- _TEXT SECTION_
** start **

Romance Convention Checklist:

2 Virgin Wives

1 Slutty Best Friend

1 Lacklustre (and Virginal!) Romantic Rival

1 Secondary Romance Between Aforementioned Slutty Best Friend and Rival

1 Curvy Character with Self-Esteem Issues

1 Secret Illegitimate Sibling

1 Blackmail Letter

2 Duplicitous Solicitors

3 Marital Reconciliations

1 Unfortunate Death

1 Bout of Hot Tub Sex, er, I mean Plunge Bath Sex

The Word: This is my second Eloisa James book - my first was Duchess by Night. While the stories are fundamentally different, the two novels do share some significant similarities - both have a large cast of (often unhappily married) characters and the majority of events take place at a large, riotous house party.

Gina, Duchess of Girton, is attending the party with her friends Esme and Carola. All three are married in theory but not in practice. Esme's husband is very publically in love with his mistress, Carola split with her husband after a disastrous wedding night and has since been too embarassed to attempt a reconciliation, and Gina's husband left for Greece without consummating the marriage the day after their wedding.

** end **

- _WORK TO DO_
From the romance convention checklist in the book review, list every entry whose count is greater than one, including its number.

- _INFORMATION SHOWN_
** start **

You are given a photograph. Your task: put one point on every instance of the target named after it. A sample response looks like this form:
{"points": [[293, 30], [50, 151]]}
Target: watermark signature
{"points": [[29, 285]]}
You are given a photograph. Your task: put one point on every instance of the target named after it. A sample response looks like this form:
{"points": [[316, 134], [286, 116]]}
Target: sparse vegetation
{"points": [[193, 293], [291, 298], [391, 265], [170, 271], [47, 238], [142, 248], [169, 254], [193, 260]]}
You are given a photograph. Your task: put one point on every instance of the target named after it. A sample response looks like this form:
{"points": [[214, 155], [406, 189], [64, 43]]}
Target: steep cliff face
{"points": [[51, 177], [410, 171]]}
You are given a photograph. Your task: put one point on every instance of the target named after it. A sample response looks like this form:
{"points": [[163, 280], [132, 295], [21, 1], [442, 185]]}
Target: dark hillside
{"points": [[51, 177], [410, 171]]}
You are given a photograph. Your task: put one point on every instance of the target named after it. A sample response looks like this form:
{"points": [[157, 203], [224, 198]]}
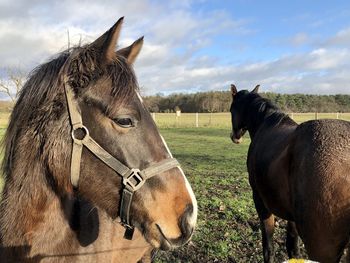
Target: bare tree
{"points": [[12, 83]]}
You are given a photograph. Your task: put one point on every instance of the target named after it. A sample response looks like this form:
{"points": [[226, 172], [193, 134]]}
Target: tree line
{"points": [[220, 101]]}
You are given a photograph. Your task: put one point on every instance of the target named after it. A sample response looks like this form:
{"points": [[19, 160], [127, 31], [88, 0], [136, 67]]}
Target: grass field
{"points": [[228, 227]]}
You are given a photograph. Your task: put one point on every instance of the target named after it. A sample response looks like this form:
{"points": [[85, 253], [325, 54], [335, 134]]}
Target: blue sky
{"points": [[195, 45]]}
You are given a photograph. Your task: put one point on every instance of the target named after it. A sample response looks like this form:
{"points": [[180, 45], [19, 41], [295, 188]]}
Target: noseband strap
{"points": [[132, 178]]}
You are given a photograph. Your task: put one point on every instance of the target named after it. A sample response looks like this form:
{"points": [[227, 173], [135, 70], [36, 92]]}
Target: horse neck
{"points": [[265, 115]]}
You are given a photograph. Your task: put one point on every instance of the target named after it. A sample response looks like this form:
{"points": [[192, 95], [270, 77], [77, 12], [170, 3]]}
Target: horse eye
{"points": [[124, 122]]}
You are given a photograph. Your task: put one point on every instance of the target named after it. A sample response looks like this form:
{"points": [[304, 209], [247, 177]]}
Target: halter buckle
{"points": [[134, 180], [79, 138]]}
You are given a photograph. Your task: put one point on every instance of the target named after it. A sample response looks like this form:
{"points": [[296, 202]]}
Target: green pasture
{"points": [[228, 227]]}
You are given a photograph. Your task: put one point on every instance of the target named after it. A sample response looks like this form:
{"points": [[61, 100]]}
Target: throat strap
{"points": [[133, 179]]}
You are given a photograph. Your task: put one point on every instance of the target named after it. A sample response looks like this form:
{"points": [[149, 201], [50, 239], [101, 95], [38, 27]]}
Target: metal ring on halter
{"points": [[134, 180], [85, 131]]}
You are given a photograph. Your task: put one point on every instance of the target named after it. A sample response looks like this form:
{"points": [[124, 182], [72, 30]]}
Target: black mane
{"points": [[42, 100], [262, 110]]}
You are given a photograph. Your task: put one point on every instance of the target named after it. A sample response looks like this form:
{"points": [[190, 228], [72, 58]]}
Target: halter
{"points": [[133, 178]]}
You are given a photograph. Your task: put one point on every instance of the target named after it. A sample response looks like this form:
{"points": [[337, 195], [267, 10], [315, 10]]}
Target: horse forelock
{"points": [[42, 102]]}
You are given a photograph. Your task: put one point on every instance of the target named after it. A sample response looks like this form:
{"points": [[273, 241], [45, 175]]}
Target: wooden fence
{"points": [[223, 119]]}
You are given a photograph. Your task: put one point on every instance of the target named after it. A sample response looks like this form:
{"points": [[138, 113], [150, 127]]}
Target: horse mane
{"points": [[42, 99], [261, 109]]}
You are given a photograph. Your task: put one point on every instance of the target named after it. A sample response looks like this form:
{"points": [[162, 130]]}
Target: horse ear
{"points": [[108, 41], [256, 89], [132, 51], [233, 90]]}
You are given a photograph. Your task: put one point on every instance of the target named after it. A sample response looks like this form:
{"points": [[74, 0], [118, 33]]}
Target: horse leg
{"points": [[267, 225], [292, 242], [324, 247], [347, 260], [147, 257]]}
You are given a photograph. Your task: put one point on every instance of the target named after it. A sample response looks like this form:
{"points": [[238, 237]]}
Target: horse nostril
{"points": [[185, 225]]}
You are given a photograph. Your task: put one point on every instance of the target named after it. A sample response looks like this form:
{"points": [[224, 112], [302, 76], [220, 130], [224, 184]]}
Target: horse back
{"points": [[320, 173], [268, 168]]}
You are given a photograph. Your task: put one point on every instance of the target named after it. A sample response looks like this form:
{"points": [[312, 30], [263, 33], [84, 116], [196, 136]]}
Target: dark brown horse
{"points": [[300, 173], [82, 156]]}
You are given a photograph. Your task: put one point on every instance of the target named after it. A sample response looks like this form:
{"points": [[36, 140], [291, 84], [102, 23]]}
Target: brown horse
{"points": [[82, 156], [300, 173]]}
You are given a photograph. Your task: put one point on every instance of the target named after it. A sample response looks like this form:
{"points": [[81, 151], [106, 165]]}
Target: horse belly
{"points": [[274, 187]]}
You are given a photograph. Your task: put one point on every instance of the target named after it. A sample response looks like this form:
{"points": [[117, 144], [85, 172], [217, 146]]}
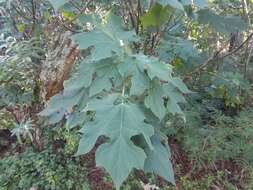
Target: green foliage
{"points": [[44, 170], [230, 87], [113, 68], [123, 92], [222, 24]]}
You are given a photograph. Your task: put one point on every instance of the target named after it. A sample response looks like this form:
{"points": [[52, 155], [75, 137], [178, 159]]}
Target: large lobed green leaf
{"points": [[119, 123]]}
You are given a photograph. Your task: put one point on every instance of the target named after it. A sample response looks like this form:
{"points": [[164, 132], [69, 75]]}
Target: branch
{"points": [[217, 56]]}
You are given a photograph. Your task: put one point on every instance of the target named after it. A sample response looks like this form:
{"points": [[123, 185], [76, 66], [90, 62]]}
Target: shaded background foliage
{"points": [[210, 48]]}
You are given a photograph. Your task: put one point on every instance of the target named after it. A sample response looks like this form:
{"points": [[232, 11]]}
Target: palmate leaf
{"points": [[107, 75], [119, 122], [108, 38], [158, 160], [154, 100]]}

** end **

- _OUTPUT FOR THIS TASK_
- 2 Virgin Wives
- 2 Duplicitous Solicitors
- 3 Marital Reconciliations